**TASK**
Can you quote the lines below exactly, starting at the line with "point per instance: bird's wing" and going through the last one?
---
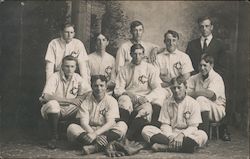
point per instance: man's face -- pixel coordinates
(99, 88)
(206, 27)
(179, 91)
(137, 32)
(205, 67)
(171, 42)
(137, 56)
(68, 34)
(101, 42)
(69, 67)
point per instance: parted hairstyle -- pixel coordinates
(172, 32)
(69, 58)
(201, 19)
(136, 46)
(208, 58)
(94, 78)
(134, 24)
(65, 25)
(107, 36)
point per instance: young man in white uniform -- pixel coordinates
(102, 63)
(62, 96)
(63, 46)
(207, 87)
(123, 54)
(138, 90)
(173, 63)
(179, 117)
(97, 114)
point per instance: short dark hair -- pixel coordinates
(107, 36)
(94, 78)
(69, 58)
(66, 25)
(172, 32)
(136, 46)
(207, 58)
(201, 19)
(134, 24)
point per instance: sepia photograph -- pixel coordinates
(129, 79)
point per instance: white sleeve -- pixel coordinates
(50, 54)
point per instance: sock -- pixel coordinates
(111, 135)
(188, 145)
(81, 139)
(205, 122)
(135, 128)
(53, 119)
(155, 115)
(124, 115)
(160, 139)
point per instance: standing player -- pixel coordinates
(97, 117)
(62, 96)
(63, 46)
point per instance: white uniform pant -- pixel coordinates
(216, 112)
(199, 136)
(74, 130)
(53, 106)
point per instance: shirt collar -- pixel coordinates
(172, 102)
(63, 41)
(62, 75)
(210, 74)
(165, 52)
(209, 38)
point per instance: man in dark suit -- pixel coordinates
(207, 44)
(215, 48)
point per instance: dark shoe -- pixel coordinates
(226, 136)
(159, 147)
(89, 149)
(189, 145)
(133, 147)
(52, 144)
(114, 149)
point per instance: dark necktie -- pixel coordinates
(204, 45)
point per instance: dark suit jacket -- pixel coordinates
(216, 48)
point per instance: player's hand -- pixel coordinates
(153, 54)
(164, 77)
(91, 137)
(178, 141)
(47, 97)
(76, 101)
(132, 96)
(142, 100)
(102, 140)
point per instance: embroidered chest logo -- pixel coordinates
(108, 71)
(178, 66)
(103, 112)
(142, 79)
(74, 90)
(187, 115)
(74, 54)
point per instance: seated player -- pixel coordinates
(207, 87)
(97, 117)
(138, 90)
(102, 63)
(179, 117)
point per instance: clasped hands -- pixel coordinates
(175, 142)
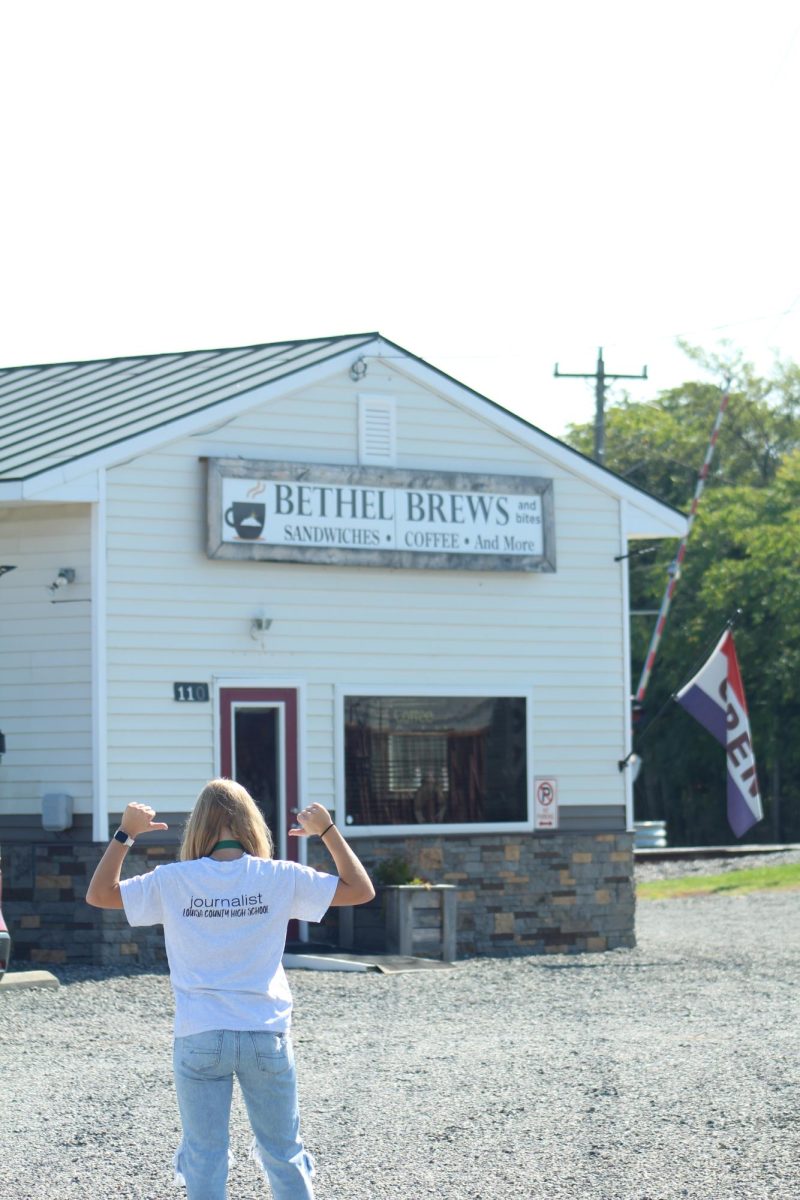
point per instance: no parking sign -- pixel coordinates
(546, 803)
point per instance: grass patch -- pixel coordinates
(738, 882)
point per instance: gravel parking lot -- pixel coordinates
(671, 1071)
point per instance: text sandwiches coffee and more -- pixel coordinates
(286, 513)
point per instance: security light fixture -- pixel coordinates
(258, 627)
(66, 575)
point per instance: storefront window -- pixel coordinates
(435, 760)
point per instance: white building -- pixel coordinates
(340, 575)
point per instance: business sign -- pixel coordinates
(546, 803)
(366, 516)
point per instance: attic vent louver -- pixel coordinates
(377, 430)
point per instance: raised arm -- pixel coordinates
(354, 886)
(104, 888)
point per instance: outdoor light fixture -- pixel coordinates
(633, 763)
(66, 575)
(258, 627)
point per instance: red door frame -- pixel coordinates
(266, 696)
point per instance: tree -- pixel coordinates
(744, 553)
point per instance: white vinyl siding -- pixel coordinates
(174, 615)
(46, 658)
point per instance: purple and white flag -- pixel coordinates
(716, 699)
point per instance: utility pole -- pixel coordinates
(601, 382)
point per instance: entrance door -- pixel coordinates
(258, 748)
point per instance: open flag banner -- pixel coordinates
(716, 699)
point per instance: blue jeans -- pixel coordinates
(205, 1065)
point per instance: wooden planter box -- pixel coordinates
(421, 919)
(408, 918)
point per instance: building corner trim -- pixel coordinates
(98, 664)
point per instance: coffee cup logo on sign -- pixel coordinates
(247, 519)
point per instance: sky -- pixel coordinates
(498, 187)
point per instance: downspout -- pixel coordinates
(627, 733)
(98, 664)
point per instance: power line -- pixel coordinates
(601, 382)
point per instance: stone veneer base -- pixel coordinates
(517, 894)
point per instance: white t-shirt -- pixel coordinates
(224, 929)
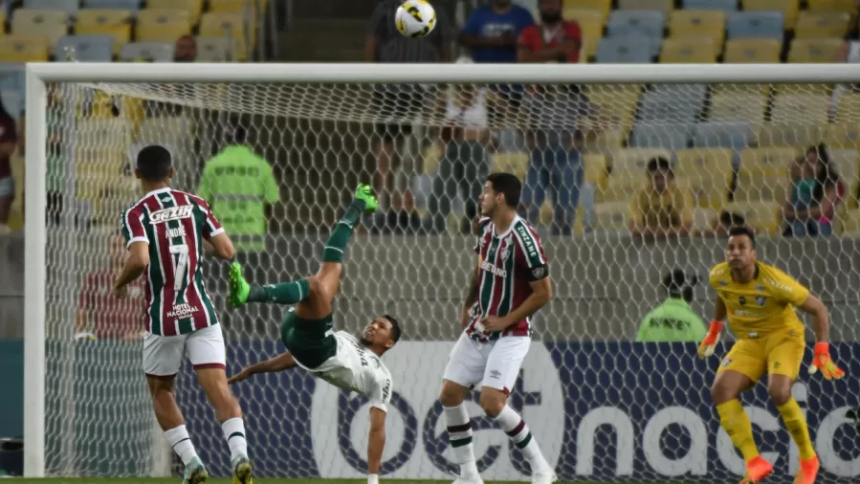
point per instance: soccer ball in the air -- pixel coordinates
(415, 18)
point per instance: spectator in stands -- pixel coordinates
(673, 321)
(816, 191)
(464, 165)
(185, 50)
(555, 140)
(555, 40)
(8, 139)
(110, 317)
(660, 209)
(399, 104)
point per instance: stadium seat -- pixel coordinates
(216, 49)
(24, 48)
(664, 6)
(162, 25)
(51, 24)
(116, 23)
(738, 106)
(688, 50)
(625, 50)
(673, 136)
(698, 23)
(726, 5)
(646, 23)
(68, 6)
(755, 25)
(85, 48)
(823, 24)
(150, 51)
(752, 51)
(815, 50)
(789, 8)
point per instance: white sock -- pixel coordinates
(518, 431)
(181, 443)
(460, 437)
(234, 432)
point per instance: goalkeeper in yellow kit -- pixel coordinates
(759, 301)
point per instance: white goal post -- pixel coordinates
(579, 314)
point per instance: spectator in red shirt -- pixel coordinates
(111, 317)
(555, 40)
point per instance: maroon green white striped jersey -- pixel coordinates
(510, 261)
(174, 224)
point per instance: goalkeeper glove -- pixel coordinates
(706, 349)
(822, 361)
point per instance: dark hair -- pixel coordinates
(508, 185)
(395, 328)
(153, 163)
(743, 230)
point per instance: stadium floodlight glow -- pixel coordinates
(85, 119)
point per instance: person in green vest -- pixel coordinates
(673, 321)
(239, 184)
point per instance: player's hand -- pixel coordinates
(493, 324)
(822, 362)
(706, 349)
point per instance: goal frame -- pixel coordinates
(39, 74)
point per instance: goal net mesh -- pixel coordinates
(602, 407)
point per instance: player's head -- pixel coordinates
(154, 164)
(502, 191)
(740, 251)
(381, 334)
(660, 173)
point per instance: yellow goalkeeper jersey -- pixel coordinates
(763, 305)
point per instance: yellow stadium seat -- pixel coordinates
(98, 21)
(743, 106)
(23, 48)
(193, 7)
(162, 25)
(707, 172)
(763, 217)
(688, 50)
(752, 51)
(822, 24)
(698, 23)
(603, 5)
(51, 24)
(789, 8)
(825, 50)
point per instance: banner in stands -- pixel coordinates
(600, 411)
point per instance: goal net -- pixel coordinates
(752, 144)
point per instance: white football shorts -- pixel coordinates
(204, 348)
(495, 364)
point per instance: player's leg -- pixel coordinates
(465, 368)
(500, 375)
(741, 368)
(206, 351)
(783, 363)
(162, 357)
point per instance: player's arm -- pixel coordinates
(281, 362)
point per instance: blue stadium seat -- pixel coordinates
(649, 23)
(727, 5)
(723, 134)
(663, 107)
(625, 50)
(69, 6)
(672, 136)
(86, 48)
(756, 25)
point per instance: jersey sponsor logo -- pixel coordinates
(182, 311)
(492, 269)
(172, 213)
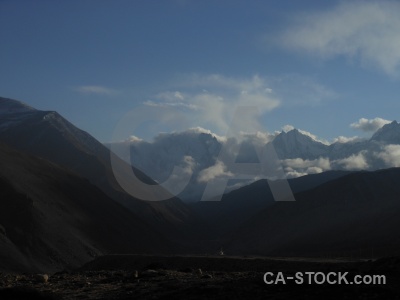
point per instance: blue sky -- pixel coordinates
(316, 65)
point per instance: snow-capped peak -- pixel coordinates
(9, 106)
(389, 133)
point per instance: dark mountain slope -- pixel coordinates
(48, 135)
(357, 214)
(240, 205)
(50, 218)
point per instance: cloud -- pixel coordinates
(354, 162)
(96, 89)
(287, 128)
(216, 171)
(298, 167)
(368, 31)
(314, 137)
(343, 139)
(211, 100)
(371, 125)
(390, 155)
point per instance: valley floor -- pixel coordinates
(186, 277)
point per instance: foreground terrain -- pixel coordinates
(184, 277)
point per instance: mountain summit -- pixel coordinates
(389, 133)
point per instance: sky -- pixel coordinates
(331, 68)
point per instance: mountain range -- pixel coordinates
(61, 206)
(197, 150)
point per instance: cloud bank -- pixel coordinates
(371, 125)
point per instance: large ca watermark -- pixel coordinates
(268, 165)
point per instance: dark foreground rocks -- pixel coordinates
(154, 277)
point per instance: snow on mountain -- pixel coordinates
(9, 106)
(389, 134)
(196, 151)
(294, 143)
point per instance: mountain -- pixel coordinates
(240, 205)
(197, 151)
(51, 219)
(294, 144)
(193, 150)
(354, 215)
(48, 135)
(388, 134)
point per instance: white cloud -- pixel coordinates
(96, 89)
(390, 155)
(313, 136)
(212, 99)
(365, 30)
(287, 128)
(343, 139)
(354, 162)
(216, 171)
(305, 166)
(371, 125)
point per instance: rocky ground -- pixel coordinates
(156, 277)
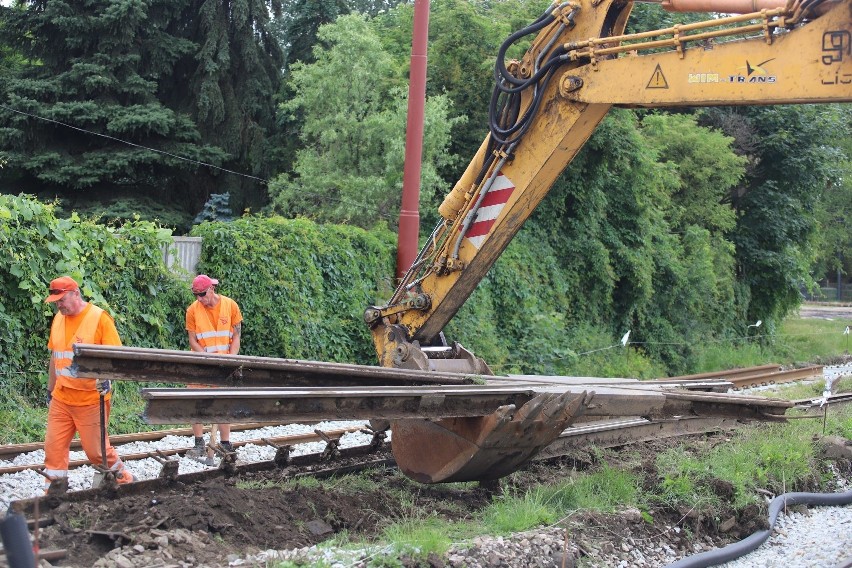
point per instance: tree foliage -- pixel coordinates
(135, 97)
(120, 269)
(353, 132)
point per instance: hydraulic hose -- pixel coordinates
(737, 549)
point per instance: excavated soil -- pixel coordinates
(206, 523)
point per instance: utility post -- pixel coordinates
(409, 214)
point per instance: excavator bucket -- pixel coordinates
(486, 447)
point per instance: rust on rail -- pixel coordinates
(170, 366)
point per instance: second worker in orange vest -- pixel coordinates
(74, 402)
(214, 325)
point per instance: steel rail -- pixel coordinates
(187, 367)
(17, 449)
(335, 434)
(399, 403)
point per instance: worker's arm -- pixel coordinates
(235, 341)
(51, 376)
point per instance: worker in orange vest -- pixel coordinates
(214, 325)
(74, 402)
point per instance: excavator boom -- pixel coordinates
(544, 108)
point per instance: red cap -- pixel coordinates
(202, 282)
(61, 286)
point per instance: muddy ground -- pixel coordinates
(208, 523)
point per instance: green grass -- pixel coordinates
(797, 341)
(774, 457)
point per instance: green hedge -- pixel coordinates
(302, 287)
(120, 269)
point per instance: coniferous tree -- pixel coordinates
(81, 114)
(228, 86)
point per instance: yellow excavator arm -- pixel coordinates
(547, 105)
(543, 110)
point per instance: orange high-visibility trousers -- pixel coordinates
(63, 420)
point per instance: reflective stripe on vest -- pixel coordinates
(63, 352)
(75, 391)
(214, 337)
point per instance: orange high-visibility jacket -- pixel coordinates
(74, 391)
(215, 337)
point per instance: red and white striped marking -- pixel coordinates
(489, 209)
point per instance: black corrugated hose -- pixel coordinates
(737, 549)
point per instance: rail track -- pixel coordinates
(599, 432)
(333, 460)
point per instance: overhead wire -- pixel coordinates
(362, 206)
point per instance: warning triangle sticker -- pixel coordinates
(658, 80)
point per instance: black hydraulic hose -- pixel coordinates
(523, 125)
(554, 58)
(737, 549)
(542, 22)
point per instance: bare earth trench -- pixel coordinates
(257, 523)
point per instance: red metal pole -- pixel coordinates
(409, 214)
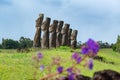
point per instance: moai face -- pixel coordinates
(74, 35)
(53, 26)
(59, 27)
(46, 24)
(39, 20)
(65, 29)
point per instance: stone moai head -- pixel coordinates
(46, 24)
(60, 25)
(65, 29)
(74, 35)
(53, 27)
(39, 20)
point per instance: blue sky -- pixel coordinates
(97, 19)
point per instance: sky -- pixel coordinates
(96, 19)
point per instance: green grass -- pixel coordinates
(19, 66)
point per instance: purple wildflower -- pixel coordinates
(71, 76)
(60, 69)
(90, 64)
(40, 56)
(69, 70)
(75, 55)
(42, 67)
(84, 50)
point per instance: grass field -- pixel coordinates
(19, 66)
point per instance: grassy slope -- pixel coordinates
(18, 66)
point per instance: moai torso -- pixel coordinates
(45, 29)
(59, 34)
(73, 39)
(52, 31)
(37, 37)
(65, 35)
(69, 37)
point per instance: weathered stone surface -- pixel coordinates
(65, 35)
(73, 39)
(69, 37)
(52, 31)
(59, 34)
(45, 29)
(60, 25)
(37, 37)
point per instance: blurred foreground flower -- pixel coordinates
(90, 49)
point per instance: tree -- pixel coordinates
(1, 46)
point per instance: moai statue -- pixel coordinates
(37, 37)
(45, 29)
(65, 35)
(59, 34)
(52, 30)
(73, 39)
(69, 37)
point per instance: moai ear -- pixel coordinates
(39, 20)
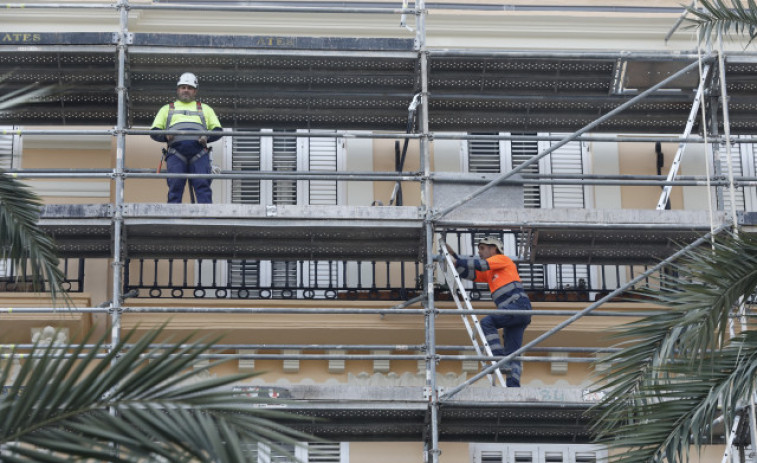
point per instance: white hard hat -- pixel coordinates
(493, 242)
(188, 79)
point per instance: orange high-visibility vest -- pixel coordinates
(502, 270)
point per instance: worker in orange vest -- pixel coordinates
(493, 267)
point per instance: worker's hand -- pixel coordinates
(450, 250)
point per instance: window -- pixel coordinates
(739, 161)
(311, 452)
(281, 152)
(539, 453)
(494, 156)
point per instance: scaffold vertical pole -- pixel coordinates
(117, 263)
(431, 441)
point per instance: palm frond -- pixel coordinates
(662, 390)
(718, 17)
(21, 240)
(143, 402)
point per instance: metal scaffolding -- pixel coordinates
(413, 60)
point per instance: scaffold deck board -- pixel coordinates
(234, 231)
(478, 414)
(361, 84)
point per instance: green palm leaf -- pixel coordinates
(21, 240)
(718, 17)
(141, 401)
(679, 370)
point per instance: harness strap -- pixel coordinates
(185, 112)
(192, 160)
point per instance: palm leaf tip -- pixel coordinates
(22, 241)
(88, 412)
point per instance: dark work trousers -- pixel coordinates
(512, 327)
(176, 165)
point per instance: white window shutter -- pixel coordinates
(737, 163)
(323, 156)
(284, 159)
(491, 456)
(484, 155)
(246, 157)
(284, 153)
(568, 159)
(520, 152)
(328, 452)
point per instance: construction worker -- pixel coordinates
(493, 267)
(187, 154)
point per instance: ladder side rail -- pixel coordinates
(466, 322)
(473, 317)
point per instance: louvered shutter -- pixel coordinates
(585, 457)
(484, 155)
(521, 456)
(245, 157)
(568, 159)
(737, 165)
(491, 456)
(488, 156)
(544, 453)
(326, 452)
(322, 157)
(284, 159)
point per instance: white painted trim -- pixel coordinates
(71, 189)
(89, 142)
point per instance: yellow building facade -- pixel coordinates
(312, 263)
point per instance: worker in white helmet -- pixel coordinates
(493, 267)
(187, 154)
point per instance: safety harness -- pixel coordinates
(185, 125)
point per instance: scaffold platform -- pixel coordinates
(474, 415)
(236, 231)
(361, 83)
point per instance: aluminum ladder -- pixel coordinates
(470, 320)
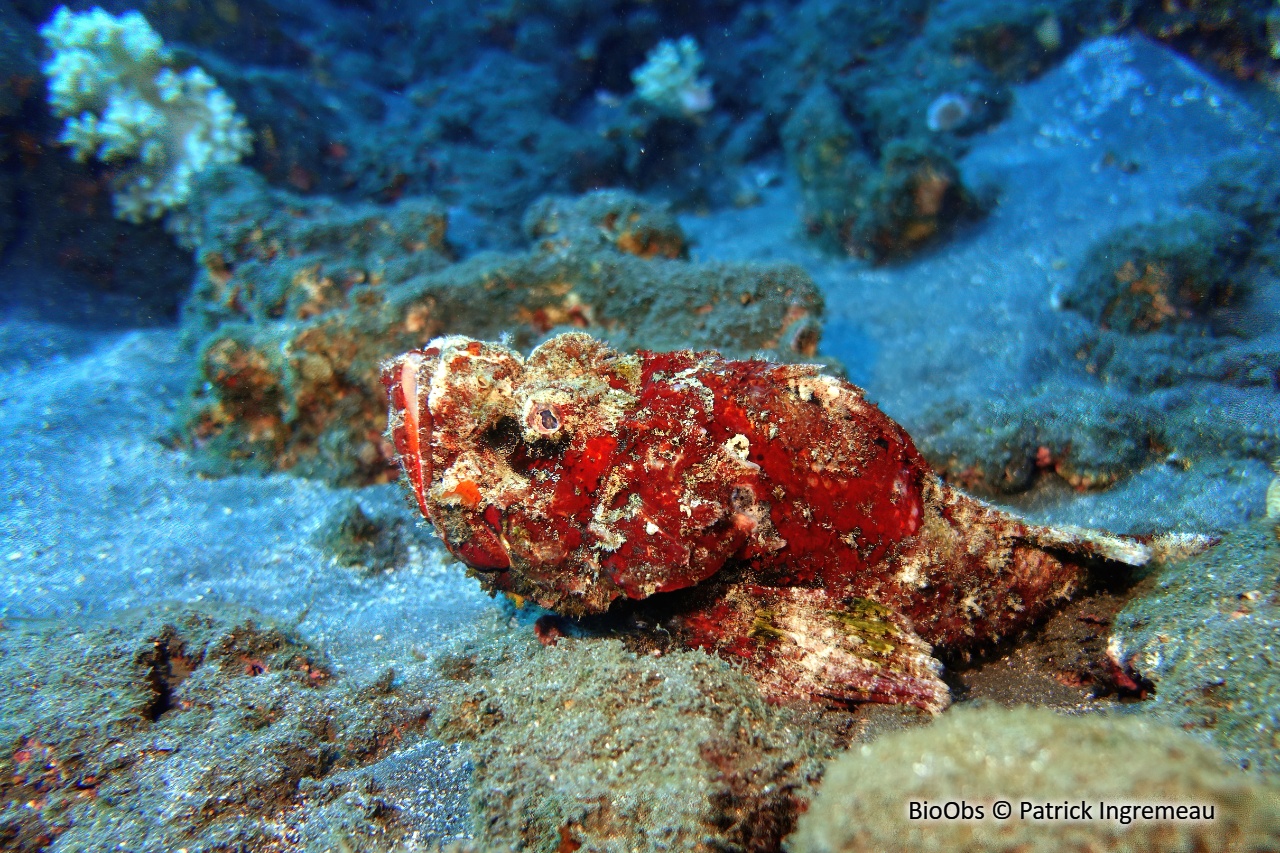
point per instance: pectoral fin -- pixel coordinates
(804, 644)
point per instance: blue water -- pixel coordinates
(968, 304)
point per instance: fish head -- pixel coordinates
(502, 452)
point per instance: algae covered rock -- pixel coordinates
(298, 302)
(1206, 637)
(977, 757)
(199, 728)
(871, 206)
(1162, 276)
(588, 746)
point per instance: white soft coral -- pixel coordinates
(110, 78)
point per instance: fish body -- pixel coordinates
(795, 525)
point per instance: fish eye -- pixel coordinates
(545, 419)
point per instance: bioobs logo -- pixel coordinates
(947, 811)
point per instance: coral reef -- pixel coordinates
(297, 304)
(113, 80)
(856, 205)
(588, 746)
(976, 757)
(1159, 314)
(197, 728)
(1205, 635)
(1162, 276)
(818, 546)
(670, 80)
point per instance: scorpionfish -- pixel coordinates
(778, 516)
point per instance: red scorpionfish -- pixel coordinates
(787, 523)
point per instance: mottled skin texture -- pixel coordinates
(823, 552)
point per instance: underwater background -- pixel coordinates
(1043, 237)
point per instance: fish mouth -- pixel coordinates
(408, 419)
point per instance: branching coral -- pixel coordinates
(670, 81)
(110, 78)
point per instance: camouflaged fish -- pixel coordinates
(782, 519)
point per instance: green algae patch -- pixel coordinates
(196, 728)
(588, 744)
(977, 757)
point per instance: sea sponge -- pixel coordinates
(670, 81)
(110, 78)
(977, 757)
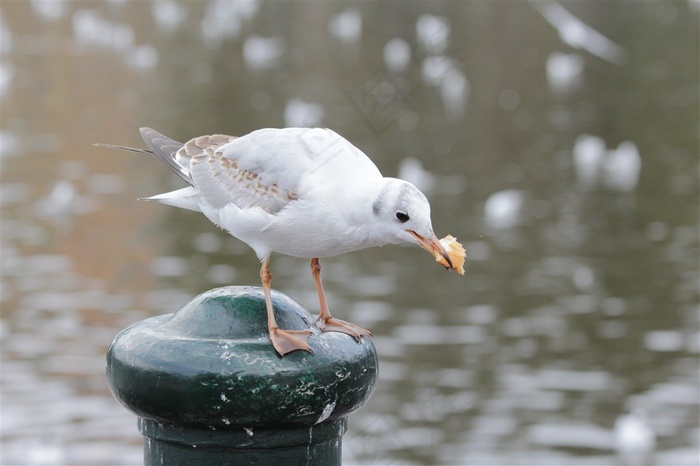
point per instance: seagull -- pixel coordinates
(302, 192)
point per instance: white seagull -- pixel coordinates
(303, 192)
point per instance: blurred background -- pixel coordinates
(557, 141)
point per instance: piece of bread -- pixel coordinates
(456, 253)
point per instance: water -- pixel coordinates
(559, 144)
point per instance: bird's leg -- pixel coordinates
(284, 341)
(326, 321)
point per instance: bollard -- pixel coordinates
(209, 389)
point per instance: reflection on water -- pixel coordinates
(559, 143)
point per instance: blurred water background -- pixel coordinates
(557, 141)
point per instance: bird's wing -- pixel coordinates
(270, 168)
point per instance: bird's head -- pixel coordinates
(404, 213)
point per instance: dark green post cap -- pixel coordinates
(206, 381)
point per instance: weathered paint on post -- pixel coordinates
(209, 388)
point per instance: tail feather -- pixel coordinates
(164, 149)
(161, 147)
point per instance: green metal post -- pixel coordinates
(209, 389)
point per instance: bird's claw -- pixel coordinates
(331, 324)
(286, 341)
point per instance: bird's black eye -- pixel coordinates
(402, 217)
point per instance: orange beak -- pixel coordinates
---
**RESULT**
point per instance: bird's wing -- pixel coordinates
(270, 168)
point per instance: bird's head -- pixel coordinates
(404, 213)
point per instance: dark green post cap -- pixel coordinates
(206, 381)
point per instance: weathered paint on post -- pixel coordinates
(209, 388)
point per instance: tail feather -- pixel coordinates
(164, 149)
(161, 147)
point per instance: green metal post -- pixel coordinates
(209, 389)
point per instance: bird's claw -- pixel coordinates
(331, 324)
(286, 341)
point per instance: bird's black eye -- pixel coordinates
(402, 217)
point per instance: orange beak -- pixel coordinates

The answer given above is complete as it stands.